(Records from a data source)
- Opening Delimiter -
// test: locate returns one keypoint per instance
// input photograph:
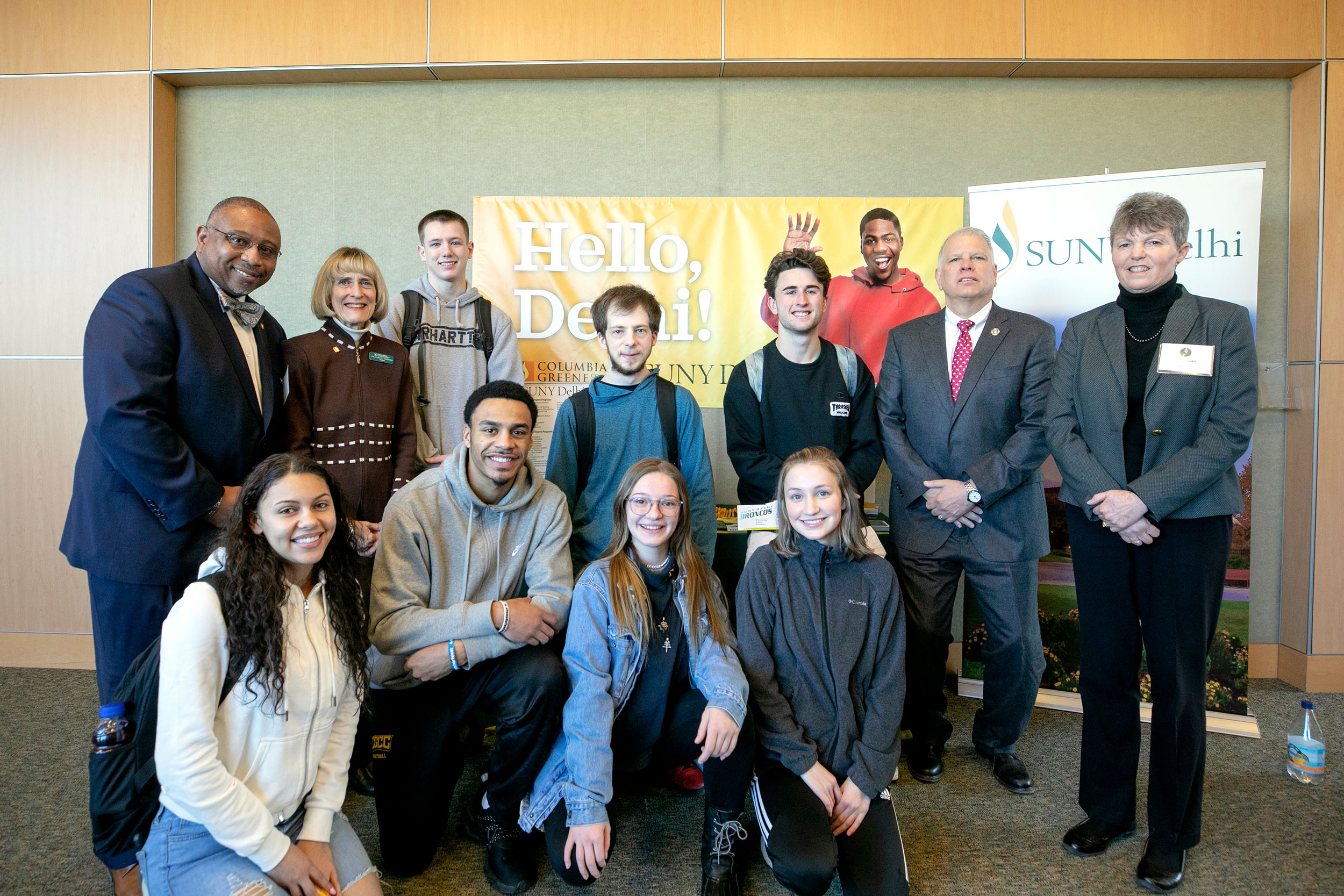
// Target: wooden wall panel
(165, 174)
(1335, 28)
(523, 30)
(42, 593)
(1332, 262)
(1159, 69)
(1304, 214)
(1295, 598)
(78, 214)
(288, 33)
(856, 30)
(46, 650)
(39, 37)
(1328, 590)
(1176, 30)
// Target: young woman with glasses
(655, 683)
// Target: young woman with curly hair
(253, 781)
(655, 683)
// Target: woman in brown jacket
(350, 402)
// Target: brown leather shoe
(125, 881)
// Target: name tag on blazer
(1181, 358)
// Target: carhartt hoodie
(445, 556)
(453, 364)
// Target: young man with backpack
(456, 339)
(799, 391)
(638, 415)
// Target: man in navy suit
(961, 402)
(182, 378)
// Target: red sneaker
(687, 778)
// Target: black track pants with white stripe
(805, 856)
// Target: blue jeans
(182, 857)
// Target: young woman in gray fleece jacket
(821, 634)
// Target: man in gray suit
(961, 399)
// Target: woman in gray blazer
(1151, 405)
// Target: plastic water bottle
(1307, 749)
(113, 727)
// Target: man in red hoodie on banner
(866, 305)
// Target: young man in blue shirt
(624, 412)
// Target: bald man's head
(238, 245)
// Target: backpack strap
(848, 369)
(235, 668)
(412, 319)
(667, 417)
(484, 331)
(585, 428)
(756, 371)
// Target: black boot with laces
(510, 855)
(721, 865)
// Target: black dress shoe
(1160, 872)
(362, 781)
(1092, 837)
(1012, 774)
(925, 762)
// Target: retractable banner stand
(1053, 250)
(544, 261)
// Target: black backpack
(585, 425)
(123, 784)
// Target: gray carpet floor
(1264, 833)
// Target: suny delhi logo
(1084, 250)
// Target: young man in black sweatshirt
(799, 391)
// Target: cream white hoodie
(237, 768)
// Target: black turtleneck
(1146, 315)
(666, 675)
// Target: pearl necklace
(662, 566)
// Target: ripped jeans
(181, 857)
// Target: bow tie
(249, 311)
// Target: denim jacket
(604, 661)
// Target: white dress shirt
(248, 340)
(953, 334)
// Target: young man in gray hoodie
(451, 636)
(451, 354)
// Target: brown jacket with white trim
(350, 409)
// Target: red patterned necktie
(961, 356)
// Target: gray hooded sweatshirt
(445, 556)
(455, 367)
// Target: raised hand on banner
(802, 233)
- Closing Delimiter -
What to produce
Every line from the one with "with white trim" to the end of the records above should be returned exactly, and no other lines.

Task result
// Target: brown jacket with white trim
(350, 409)
// Target: red patterned necktie
(961, 356)
// Target: gray hooded sweatshirt
(445, 556)
(455, 367)
// Target: raised hand on banner
(802, 233)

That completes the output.